▸ **PROBLEM DETAILS**
Edit the records below by changing "integer pixel coordinates" to "whole-number pixel coordinates" throughout, keeping everything else the same. Leave the pictures out of your version.

▸ **Lines of data**
* * * * * * * * *

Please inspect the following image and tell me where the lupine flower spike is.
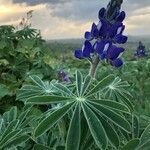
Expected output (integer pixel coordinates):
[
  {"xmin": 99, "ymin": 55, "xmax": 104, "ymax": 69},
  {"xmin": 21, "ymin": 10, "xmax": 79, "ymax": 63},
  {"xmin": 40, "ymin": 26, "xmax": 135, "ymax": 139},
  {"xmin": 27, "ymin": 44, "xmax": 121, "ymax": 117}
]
[
  {"xmin": 134, "ymin": 41, "xmax": 148, "ymax": 58},
  {"xmin": 74, "ymin": 0, "xmax": 128, "ymax": 77}
]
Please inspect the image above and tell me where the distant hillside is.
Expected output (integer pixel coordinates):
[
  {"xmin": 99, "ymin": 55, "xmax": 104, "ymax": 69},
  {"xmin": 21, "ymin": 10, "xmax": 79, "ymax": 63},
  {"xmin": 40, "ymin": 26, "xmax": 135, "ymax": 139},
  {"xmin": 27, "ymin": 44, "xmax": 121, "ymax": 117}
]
[{"xmin": 47, "ymin": 35, "xmax": 150, "ymax": 44}]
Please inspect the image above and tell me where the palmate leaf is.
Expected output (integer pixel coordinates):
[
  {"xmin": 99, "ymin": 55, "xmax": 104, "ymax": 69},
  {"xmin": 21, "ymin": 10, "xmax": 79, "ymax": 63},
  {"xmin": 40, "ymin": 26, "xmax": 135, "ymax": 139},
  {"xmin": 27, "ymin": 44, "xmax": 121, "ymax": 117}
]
[
  {"xmin": 26, "ymin": 95, "xmax": 74, "ymax": 105},
  {"xmin": 85, "ymin": 75, "xmax": 114, "ymax": 97},
  {"xmin": 137, "ymin": 125, "xmax": 150, "ymax": 150},
  {"xmin": 17, "ymin": 75, "xmax": 54, "ymax": 101},
  {"xmin": 90, "ymin": 103, "xmax": 131, "ymax": 132},
  {"xmin": 82, "ymin": 104, "xmax": 108, "ymax": 149},
  {"xmin": 66, "ymin": 104, "xmax": 81, "ymax": 150},
  {"xmin": 0, "ymin": 107, "xmax": 31, "ymax": 150},
  {"xmin": 98, "ymin": 115, "xmax": 120, "ymax": 148},
  {"xmin": 121, "ymin": 139, "xmax": 142, "ymax": 150},
  {"xmin": 23, "ymin": 71, "xmax": 131, "ymax": 150},
  {"xmin": 76, "ymin": 71, "xmax": 83, "ymax": 96},
  {"xmin": 34, "ymin": 103, "xmax": 74, "ymax": 137}
]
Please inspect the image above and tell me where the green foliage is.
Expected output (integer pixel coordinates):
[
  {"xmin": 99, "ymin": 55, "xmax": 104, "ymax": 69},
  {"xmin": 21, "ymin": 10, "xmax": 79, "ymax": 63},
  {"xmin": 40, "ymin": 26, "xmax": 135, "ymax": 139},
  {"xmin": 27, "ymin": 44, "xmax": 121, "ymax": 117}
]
[
  {"xmin": 19, "ymin": 71, "xmax": 131, "ymax": 150},
  {"xmin": 0, "ymin": 26, "xmax": 53, "ymax": 112},
  {"xmin": 0, "ymin": 107, "xmax": 31, "ymax": 150}
]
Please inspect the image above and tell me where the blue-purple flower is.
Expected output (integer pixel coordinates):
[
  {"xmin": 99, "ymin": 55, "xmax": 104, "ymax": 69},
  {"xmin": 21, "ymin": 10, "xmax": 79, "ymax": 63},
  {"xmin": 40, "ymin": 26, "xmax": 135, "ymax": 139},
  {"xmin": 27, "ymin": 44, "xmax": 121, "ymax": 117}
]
[
  {"xmin": 74, "ymin": 8, "xmax": 128, "ymax": 67},
  {"xmin": 58, "ymin": 70, "xmax": 71, "ymax": 83},
  {"xmin": 134, "ymin": 41, "xmax": 148, "ymax": 57}
]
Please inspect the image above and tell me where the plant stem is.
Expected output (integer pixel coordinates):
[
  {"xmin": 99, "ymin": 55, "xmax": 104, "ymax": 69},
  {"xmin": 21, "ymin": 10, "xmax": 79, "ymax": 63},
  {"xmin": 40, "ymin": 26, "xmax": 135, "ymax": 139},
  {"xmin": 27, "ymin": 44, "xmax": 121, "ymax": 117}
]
[{"xmin": 89, "ymin": 56, "xmax": 99, "ymax": 78}]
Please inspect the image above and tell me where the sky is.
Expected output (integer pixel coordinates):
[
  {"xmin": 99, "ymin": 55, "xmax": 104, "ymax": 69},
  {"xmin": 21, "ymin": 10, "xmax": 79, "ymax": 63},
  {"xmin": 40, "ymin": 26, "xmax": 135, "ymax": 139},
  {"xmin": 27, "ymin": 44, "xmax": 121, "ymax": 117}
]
[{"xmin": 0, "ymin": 0, "xmax": 150, "ymax": 39}]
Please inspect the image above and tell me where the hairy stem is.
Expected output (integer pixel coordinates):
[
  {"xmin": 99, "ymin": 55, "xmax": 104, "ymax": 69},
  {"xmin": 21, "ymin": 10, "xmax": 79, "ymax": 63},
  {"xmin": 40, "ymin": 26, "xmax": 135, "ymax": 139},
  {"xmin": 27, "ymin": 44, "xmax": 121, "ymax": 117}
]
[{"xmin": 89, "ymin": 56, "xmax": 99, "ymax": 78}]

* * * * * * * * *

▸ **TASK RESULT**
Please inspect the following image and tell me where the lupine flower spike is.
Expected output (whole-number pixel coordinates):
[
  {"xmin": 99, "ymin": 55, "xmax": 104, "ymax": 69},
  {"xmin": 21, "ymin": 10, "xmax": 79, "ymax": 63},
  {"xmin": 40, "ymin": 26, "xmax": 135, "ymax": 139},
  {"xmin": 27, "ymin": 44, "xmax": 121, "ymax": 117}
]
[
  {"xmin": 134, "ymin": 41, "xmax": 148, "ymax": 58},
  {"xmin": 74, "ymin": 0, "xmax": 128, "ymax": 77}
]
Please inspect the image above and tell me where the distant hillside is.
Expected output (whole-number pixel coordinates):
[
  {"xmin": 99, "ymin": 55, "xmax": 104, "ymax": 69},
  {"xmin": 21, "ymin": 10, "xmax": 79, "ymax": 63},
  {"xmin": 40, "ymin": 26, "xmax": 135, "ymax": 139},
  {"xmin": 27, "ymin": 44, "xmax": 121, "ymax": 117}
]
[{"xmin": 47, "ymin": 35, "xmax": 150, "ymax": 44}]
Please inspect the image above and tell me where the palmate leaf is.
Expected output (whole-number pixel coordinates):
[
  {"xmin": 99, "ymin": 55, "xmax": 104, "ymax": 69},
  {"xmin": 21, "ymin": 10, "xmax": 79, "ymax": 63},
  {"xmin": 40, "ymin": 26, "xmax": 135, "ymax": 139},
  {"xmin": 27, "ymin": 44, "xmax": 121, "ymax": 117}
]
[
  {"xmin": 26, "ymin": 95, "xmax": 74, "ymax": 105},
  {"xmin": 85, "ymin": 75, "xmax": 114, "ymax": 97},
  {"xmin": 137, "ymin": 125, "xmax": 150, "ymax": 150},
  {"xmin": 17, "ymin": 75, "xmax": 54, "ymax": 101},
  {"xmin": 90, "ymin": 103, "xmax": 131, "ymax": 132},
  {"xmin": 82, "ymin": 104, "xmax": 108, "ymax": 149},
  {"xmin": 66, "ymin": 104, "xmax": 81, "ymax": 150},
  {"xmin": 0, "ymin": 107, "xmax": 31, "ymax": 150},
  {"xmin": 98, "ymin": 115, "xmax": 120, "ymax": 148},
  {"xmin": 121, "ymin": 139, "xmax": 142, "ymax": 150},
  {"xmin": 23, "ymin": 71, "xmax": 131, "ymax": 150},
  {"xmin": 76, "ymin": 71, "xmax": 83, "ymax": 96},
  {"xmin": 34, "ymin": 103, "xmax": 74, "ymax": 137}
]
Please inspect the image above and tell me where the green foliage is.
Expected output (whole-number pixel coordinates):
[
  {"xmin": 99, "ymin": 55, "xmax": 104, "ymax": 69},
  {"xmin": 21, "ymin": 10, "xmax": 79, "ymax": 63},
  {"xmin": 40, "ymin": 26, "xmax": 135, "ymax": 139},
  {"xmin": 27, "ymin": 44, "xmax": 121, "ymax": 117}
]
[
  {"xmin": 19, "ymin": 71, "xmax": 131, "ymax": 150},
  {"xmin": 0, "ymin": 26, "xmax": 53, "ymax": 112},
  {"xmin": 0, "ymin": 107, "xmax": 31, "ymax": 150}
]
Please inspect the image above and tell me where the blue-purple flower is.
Expected output (whole-number pixel coordinates):
[
  {"xmin": 99, "ymin": 55, "xmax": 104, "ymax": 69},
  {"xmin": 21, "ymin": 10, "xmax": 79, "ymax": 63},
  {"xmin": 40, "ymin": 26, "xmax": 135, "ymax": 139},
  {"xmin": 27, "ymin": 44, "xmax": 121, "ymax": 117}
]
[
  {"xmin": 74, "ymin": 8, "xmax": 128, "ymax": 67},
  {"xmin": 58, "ymin": 70, "xmax": 71, "ymax": 83},
  {"xmin": 134, "ymin": 41, "xmax": 148, "ymax": 57}
]
Please inspect the image above and tell me where the plant stem is.
Expected output (whole-number pixel coordinates):
[
  {"xmin": 99, "ymin": 55, "xmax": 104, "ymax": 69},
  {"xmin": 21, "ymin": 10, "xmax": 79, "ymax": 63},
  {"xmin": 40, "ymin": 26, "xmax": 135, "ymax": 139},
  {"xmin": 27, "ymin": 44, "xmax": 121, "ymax": 117}
]
[{"xmin": 89, "ymin": 56, "xmax": 99, "ymax": 78}]
Please inspect the image above and tell me where the sky is.
Expected output (whole-number pixel coordinates):
[
  {"xmin": 99, "ymin": 55, "xmax": 104, "ymax": 69},
  {"xmin": 21, "ymin": 10, "xmax": 79, "ymax": 63},
  {"xmin": 40, "ymin": 26, "xmax": 135, "ymax": 139},
  {"xmin": 27, "ymin": 44, "xmax": 121, "ymax": 117}
]
[{"xmin": 0, "ymin": 0, "xmax": 150, "ymax": 39}]
Please inspect the image above and tell me where the hairy stem is.
Expected output (whole-number pixel coordinates):
[
  {"xmin": 99, "ymin": 55, "xmax": 104, "ymax": 69},
  {"xmin": 21, "ymin": 10, "xmax": 79, "ymax": 63},
  {"xmin": 40, "ymin": 26, "xmax": 135, "ymax": 139},
  {"xmin": 27, "ymin": 44, "xmax": 121, "ymax": 117}
]
[{"xmin": 89, "ymin": 56, "xmax": 99, "ymax": 78}]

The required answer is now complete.